**Belge Bölümü:**
- - - - -
İnandım, Atatürk Kutbü’l Aktab

Türkiye, hiç olmadığı kadar Atatürk’ü benimsedi. Siz bakmayın deli katırların attığı çiftelere… Andımız hiç bu kadar okunmamış, hiç bu kadar gündem olmamıştır. Bizim milletin ters bir tarafı var, bir şeyde inat ederse, imkânı yok dönmez.
Ata’ya dönmeye inat etti bence…
Ne tipler var şu ülkede:
Adam güya öğretmen, duvardaki Atatürk resmini indirtiyor. Duvardaki resimde, meydandaki heykelden rahatsız oluyorlar. Atatürk işte, böyle büyük bir insan… 
Resmi bile iş görüyor.
Annesi öyle büyük bir kadın… 
Doğurduğu evladın, resmi ve heykelleri dahi, hainleri ayırt etmede, turnusol görevi görüyor.
Yaşa, Mustafa Kemal Paşa, Yaşa!
Çarşamba akşamı, Meltem Tv ekranlarında Prof. Dr. Haydar Baş beyin ve güzide kadrosunun Atatürk değerlendirmeleri vardı. Atatürk’ü bir kez daha canlı, stüdyoda kendilerinden dinledik. 
Müthiş tespitler yaptılar.
Hiç kimsenin bakmadığı bir yerden, Atatürk, çok orijinal bir bakış ile yeniden anlatıldı. Atatürk’ün askeri yönü, devlet adamlığı mücadele adamlığı, ekonomiye bakışı, eğitimciliği, öğreticiliği, hatta geometri kitabı yazacak kadar matematikçi olduğu dahi anlatıldı ama O’nun, manevi kişiliği anlatılmadı.
İşte Baş Hoca’yı ve Hoş Geldin Atatürk’ü, Atatürk değerlendirmesinde farklı kılan bu yön. Tasavvufta Kutbü’l- Aktap kavramı vardır. Bir, iki, hatta üç kişi olabilirler. Allah’ın velileridir bunlar. Görevleri farklı farklıdır.
Atatürk’ün bu zatlardan biri olduğunu, Atatürk’e ait beyanlarla ortaya koydular. Bu gerçeği dillendirmek, Atatürk’e kutsiyet izafe etmek değildir. Bu ülkede Papa’ya “kutsiyet penahları” dendiğinde, rahatsız olmayanlar, Atatürk’e “kâmil insan” denmesinden rahatsız olmaları çok düşündürücü.
- - - - -
**Görev a:**
Kayıtların en başından "64), (43, 62)]" ifadesini içeren satıra kadar her şeyi, iki uçtaki satırlar da dahil, aynen kopyalayın.

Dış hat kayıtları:
- - - - -
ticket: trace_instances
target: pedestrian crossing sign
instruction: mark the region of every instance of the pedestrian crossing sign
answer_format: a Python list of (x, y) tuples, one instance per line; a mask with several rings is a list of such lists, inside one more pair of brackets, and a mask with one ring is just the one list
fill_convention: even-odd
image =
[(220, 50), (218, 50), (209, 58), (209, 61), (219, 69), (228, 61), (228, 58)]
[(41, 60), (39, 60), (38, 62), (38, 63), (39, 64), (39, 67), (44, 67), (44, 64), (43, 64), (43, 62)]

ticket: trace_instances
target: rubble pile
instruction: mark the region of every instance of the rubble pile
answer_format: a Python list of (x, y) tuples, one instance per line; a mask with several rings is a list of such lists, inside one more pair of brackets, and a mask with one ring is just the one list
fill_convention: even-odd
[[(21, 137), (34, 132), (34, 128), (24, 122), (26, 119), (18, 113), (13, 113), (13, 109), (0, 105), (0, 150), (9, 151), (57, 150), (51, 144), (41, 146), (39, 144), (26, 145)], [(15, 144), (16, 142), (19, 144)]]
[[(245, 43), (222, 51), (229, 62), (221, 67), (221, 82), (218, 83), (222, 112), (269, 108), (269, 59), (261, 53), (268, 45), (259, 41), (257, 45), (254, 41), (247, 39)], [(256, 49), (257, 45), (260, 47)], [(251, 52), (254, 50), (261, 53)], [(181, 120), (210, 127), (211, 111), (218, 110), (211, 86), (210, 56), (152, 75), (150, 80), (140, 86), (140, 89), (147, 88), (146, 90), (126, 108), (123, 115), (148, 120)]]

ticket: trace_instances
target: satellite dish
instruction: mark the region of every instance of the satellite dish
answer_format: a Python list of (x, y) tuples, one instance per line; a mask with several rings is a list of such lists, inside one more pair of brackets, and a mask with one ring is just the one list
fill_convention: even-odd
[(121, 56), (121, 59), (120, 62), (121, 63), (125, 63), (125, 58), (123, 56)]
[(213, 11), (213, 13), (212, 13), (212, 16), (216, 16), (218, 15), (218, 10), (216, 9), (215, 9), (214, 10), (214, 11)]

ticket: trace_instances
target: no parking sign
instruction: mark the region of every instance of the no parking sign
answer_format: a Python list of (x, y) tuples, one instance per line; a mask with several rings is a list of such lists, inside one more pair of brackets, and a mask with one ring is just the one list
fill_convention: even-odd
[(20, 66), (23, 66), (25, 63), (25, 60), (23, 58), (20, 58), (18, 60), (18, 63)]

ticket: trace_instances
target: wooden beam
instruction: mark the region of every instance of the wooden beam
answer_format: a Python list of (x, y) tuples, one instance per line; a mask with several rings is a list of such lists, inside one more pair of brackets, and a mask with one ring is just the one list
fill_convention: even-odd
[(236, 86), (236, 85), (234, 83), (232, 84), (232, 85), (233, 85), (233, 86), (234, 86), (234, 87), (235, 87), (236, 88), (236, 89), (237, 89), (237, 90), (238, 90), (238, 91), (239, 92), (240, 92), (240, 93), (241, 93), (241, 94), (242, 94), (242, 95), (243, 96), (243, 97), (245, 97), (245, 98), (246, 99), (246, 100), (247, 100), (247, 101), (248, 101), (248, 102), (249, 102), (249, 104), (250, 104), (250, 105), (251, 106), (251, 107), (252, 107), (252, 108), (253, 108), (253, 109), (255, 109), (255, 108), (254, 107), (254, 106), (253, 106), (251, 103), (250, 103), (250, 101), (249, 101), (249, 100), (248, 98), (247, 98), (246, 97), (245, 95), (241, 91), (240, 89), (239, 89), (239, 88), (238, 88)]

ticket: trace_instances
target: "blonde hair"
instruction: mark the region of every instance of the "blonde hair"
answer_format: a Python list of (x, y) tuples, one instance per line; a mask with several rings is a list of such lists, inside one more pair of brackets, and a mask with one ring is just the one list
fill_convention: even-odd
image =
- - - - -
**Görev b:**
Atatürk üzerine yazılmış yazıyı bıraktığı noktadan itibaren devam ettirin.

**Alıştırma Sonucu a:**
ticket: trace_instances
target: pedestrian crossing sign
instruction: mark the region of every instance of the pedestrian crossing sign
answer_format: a Python list of (x, y) tuples, one instance per line; a mask with several rings is a list of such lists, inside one more pair of brackets, and a mask with one ring is just the one list
fill_convention: even-odd
image =
[(220, 50), (218, 50), (209, 58), (209, 61), (219, 69), (228, 61), (228, 58)]
[(41, 60), (39, 60), (38, 62), (38, 63), (39, 64), (39, 67), (44, 67), (44, 64), (43, 64), (43, 62)]

**Alıştırma Sonucu b:**
Papa bu ülkede tam iki defa hâşâ, “ermiş” gibi karşılandı. Papaz’a “hürmet” Müslüman’ı dinden çıkarır gerçeği ortada iken, bunlar yapıldı. Üstelik Sultan Ahmet Camisi’nde “huzur duruşu” diye bir şey icat edip, hindi gibi durdular.
Biz bu ülkeyi haçlılardan kurtaran, ömrü haçlılarla savaşlarla geçmiş ve onlara hiç yenilmemiş, bir zattan söz ediyoruz. Atatürk’ün kerametleri var, en başta ülkeyi düşmanlardan kurtarması ve bu cumhuriyeti kurması, onun en önemli kerametleri.
Gençliğe hitabeleri, bir başka kerametleri… Yüz yıl önceden olayları görüp haber vermek, Müslüman için, İslam’da keramet ile açıklanır. 
Kısacık ömrüne 11 savaş sığdırmış büyük insan. Kendini milletine öylesine adamış ki, annesinin kabri başında, milleti için gerekirse şehit olmaya yemin etmiş, büyük Türk. Peygamber efendimiz “nasıl yaşarsan öyle ölür, nasıl ölürsen öyle dirilirsin” buyurmuş.
Kalbine şehit olmayı koyan bir Müslüman yatağında dahi ölse şehittir. Kendini milletine adamış, bedelsiz insan. Prof. Baş, Atatürk’ü yazmadı, Atatürk’ü yaşadı. O stüdyoda, bunu bir kez daha gördük. Yıllarca bize Atatürk’ü anlattı.
O’nun manevi bir kişilik olduğunu, yeni öğreniyoruz. İşi hep Müslümanlarla oldu, gâvurlarla işi, savaşmak oldu. Yaptığı paktlar, Müslümanlarla… Şimdikiler gibi AB ve ABD ile yatıp kalkmadı.
Beyazıtı Bestami, Kutbü’l Aktab'ı merak eder, aldığı işaret üzere, bir demirci dükkânına gider. Selam verir, oturur. İşyeri sahibinin kendisiyle ilgilenmesini bekler. Nihayet işyeri sahibi, selamı alır ve Beyazıt ile sohbete başlar.
Beyazıd-ı Bestami elini öper zatın. O da, Beyazıt-ı tanır hürmet eder, halleşirler.  Beyazıt kafasındaki soruya cevap arar. İçinden, “Allah’ım neden bu zat?” diye sorar. Beyazıt, soru sorar:
-“Senin bir derdin var mı?”.
Zat:
-Evet, büyük bir derdim var!
Sorar Beyazıt: “Derdin nedir ve ne zamandan beri var?”
-Kendimi bildim bileli…
-“Dert nedir?” der, Beyazıt.
-“Ben her gün insanları düşünürüm. Ne yerler, ne içerler. Yaptıkları kötülüklere üzülür ağlarım. Yarabbi, onlar yerine, beni ateşine at diye feryat figan ederim her gece.  Geceleri uyuyamam, elimde değil. Bu dert, neden beni buldu bilmiyorum. Şikâyetçi değilim lakin yıllardır, böyleyim…”
Beyazıt, zatı dinlerken ağlar ve el öpüp, huzurdan çekilir.
Kıymetli dostlar!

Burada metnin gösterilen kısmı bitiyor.